# Your goal
Could the listing be repeated exactly, with every picture dropped?
*** Records
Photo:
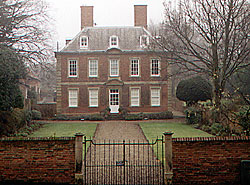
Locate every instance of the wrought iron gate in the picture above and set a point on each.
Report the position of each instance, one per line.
(126, 162)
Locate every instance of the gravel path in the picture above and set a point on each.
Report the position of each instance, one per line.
(122, 163)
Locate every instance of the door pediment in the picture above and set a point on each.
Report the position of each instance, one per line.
(114, 82)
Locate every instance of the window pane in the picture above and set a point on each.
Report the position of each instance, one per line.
(135, 97)
(93, 68)
(84, 42)
(155, 97)
(72, 68)
(73, 98)
(93, 97)
(114, 68)
(134, 67)
(113, 41)
(155, 67)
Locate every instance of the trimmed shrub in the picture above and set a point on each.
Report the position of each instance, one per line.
(193, 90)
(12, 121)
(193, 115)
(133, 117)
(36, 115)
(220, 130)
(95, 117)
(160, 115)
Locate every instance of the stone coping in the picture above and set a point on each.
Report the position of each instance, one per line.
(207, 139)
(37, 139)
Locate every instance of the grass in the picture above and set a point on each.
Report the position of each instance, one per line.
(154, 129)
(65, 129)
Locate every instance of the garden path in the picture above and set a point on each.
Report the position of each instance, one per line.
(107, 161)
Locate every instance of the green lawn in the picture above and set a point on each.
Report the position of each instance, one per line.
(65, 129)
(154, 129)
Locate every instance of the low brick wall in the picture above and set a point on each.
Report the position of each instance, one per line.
(47, 110)
(214, 160)
(43, 160)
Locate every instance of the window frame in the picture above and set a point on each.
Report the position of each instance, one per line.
(87, 42)
(142, 44)
(131, 67)
(91, 97)
(154, 97)
(151, 67)
(69, 97)
(110, 42)
(69, 68)
(110, 68)
(138, 98)
(96, 65)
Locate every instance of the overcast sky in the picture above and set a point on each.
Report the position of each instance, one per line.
(66, 14)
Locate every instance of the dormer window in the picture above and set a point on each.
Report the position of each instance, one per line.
(144, 41)
(113, 42)
(84, 42)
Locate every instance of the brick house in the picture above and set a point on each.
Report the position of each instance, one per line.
(111, 67)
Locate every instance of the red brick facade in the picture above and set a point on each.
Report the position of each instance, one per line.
(209, 160)
(40, 160)
(104, 44)
(104, 82)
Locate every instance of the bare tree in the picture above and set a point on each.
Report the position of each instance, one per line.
(208, 36)
(25, 26)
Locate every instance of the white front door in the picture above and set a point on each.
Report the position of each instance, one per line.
(114, 100)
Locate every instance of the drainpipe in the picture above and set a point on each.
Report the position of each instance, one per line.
(78, 158)
(168, 158)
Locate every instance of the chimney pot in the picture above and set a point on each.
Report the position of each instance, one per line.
(67, 41)
(87, 16)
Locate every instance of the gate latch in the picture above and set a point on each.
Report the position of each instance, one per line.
(121, 163)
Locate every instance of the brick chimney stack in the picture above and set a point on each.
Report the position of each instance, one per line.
(140, 15)
(87, 19)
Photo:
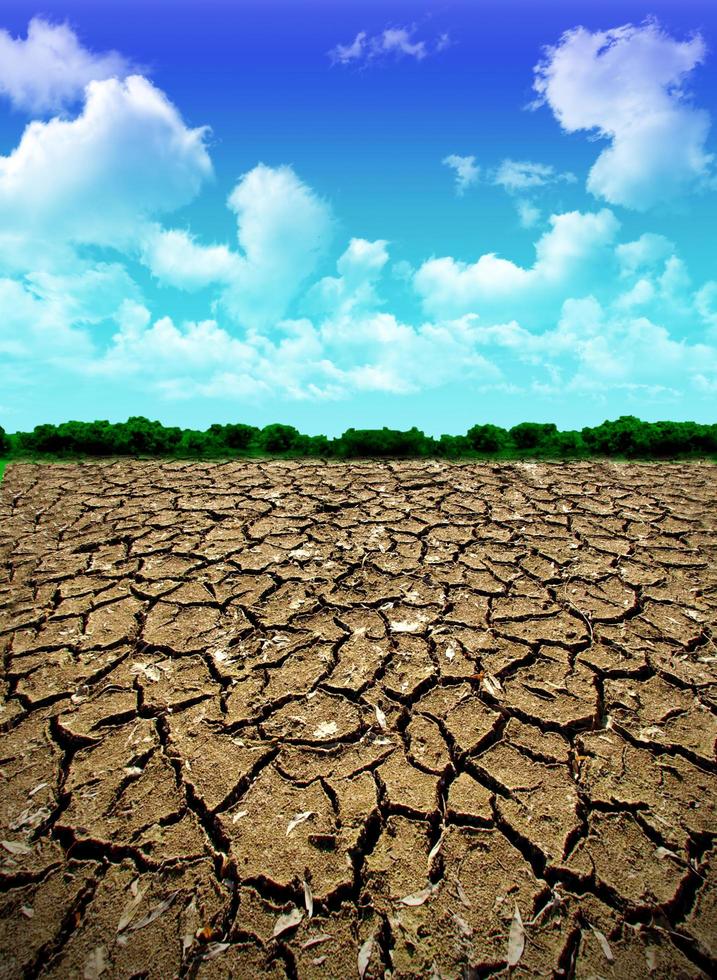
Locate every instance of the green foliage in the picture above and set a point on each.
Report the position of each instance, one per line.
(233, 436)
(278, 438)
(532, 435)
(384, 442)
(626, 436)
(453, 447)
(487, 438)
******
# Response
Photo:
Locate every instance of the wrought iron gate in the picture above and set a point on each.
Report the position of each instance, one per line.
(126, 162)
Locate every instance of the gravel path in the picture above and set a point on each.
Report the position of each instance, one per line.
(122, 163)
Locate every instance of the door pediment in the picture above and set a point on each.
Report the position of each instance, one per line.
(114, 82)
Locate every instance of the window pane in the picture above and set a point on each.
Report the position of each instance, one per line.
(135, 97)
(93, 68)
(84, 42)
(155, 97)
(72, 68)
(73, 98)
(93, 97)
(114, 68)
(134, 67)
(113, 41)
(155, 67)
Locate every instance of the trimmed shrub in the picture above and set a point on each.
Report the position of each instance, one per line.
(193, 90)
(12, 121)
(193, 115)
(133, 117)
(36, 115)
(220, 130)
(95, 117)
(160, 115)
Locate every instance of the stone coping in the picture above and set a point on each.
Report the position of each instance, one per line.
(207, 139)
(37, 139)
Locate every instance of the grass in the picture above and set a point on each.
Report the position of each instance, one per line.
(154, 129)
(65, 129)
Locate every instance of the garden path in the picture above and set a point on each.
Report the position of each instance, one per line.
(107, 161)
Locate every instance of the green lawn in the picture above and set a point on each.
Report the position of each instance, one per line.
(65, 129)
(154, 129)
Locate every instance of the low brick wall in the picture above and set a point on each.
Report the position of each instance, one per line.
(47, 110)
(214, 160)
(43, 160)
Locate every instance of the window frame in the picture above and set a point on each.
Report the position of each instance, one per line.
(87, 42)
(142, 44)
(131, 67)
(91, 97)
(154, 97)
(151, 67)
(69, 97)
(110, 42)
(69, 68)
(110, 68)
(138, 98)
(96, 65)
Locate every instance of the overcast sky in the picture above and set a point on each.
Report the position of each instance, one per line.
(66, 14)
Locate every instance of the dormer window in the picture above and set a point on each.
Report the position of each instance, one per line.
(144, 41)
(113, 42)
(84, 42)
Locate every instance of the brick house in the picture above and set a point on each.
Report the position of each instance, one per line.
(111, 67)
Locate every instance of the red brick facade in the picture above and set a point on each.
Report the position of each instance, one per line.
(209, 160)
(40, 160)
(104, 44)
(104, 82)
Locate every instance of the bare tree in the picture above and set a point on each.
Report the position of each instance, one per line.
(208, 36)
(25, 26)
Locate every instance of the white front door in the picture above and set a point on each.
Report the position of each instance, one per line.
(114, 100)
Locate every instance of the drainpipe in the picture above and set a point on each.
Report the position of each instance, one per line.
(78, 158)
(168, 158)
Locate every instance of the chimney pot in the picture above and set a point on each.
Report the position of each instance, one per line.
(67, 41)
(87, 16)
Locate every instance of the gate latch in the picture above and set a point on each.
Report the position of each instance, one per line.
(121, 163)
Locate every instance of the brick chimney stack in the picture above and set a point on each.
Report the position of each instance, one per line.
(140, 15)
(87, 19)
Photo:
Locate every instance of the green foliage in the picture above and set a point on each.
Report the position of each instance, one per line.
(233, 436)
(278, 438)
(532, 435)
(384, 442)
(626, 436)
(453, 447)
(487, 438)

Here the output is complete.